# Given task
Could you arrange the rows from the start through the line that contains "POLYGON ((1251 877, 1251" as a two-column CSV with the headers instruction and polygon, one line per instruction and its answer, with each field quoted and line breaks replaced by spaces?

-- start Task inputs --

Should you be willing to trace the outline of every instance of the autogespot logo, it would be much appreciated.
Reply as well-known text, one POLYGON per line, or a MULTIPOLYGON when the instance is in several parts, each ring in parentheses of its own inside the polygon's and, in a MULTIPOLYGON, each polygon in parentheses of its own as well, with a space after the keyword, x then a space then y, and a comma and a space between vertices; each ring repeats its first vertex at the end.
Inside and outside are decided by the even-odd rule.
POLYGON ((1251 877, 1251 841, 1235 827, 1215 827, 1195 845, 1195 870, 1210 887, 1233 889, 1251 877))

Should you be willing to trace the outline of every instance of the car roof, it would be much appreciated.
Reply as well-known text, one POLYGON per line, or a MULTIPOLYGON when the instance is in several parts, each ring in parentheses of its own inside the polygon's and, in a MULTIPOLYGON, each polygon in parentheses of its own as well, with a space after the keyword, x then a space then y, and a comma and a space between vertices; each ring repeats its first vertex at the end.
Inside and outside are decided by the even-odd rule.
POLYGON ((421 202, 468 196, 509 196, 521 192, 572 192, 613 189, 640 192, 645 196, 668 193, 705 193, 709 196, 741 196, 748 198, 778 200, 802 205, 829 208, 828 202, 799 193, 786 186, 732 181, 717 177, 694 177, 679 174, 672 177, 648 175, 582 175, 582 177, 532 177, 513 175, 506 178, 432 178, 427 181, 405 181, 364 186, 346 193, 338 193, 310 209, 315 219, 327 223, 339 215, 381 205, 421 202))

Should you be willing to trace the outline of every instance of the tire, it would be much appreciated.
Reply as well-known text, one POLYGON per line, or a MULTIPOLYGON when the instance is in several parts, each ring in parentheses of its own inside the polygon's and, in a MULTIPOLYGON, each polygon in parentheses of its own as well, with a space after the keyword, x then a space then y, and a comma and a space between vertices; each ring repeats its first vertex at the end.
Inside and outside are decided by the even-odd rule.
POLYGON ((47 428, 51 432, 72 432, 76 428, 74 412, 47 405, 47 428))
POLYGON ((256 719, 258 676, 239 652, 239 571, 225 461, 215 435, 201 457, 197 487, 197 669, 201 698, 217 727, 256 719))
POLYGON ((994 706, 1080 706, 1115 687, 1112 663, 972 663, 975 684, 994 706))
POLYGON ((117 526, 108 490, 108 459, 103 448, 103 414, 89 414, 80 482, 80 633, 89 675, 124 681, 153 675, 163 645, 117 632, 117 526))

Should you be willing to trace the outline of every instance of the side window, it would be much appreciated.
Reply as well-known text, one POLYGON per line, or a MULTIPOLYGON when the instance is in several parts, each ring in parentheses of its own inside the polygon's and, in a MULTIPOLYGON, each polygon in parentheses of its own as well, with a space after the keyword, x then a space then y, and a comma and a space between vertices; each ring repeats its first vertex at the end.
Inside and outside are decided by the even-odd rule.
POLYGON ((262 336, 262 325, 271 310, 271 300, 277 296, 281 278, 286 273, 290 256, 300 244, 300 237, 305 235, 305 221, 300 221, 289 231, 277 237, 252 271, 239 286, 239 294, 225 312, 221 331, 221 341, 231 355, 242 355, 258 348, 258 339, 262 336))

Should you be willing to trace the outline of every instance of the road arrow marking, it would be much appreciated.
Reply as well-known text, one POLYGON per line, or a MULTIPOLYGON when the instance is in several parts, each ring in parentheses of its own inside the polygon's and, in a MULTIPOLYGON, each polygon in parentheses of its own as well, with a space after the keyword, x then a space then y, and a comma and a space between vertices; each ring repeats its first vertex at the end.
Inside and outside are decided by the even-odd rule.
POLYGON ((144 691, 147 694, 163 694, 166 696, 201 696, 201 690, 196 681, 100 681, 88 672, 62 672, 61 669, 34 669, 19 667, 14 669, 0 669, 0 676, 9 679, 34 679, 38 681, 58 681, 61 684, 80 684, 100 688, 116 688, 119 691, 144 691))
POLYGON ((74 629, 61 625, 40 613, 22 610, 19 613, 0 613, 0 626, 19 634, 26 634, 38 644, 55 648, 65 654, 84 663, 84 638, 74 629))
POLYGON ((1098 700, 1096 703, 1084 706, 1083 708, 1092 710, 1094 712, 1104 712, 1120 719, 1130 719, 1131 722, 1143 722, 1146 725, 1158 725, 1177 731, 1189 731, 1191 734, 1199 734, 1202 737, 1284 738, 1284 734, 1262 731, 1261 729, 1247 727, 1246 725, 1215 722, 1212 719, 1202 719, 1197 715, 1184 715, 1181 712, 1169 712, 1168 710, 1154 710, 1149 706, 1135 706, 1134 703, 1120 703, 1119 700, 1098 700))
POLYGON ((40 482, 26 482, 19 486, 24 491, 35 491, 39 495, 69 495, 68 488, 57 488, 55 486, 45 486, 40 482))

-- end Task inputs --

# Exercise solution
instruction,polygon
"Should you be willing to trace the outline of every instance of the autogespot logo, it would be much appreciated. Reply as well-known text, one POLYGON per line, or a MULTIPOLYGON when the instance is in several parts, each ring in parentheses of its own inside the polygon's and, in a MULTIPOLYGON, each polygon in parentheses of its own as well, with a space after the keyword, x then a space then y, and a comma and a space between vertices; each ring repeats its first vertex at the end. Inside and outside are decided by the even-odd rule.","POLYGON ((1251 877, 1251 841, 1235 827, 1215 827, 1195 845, 1195 870, 1210 887, 1233 889, 1251 877))"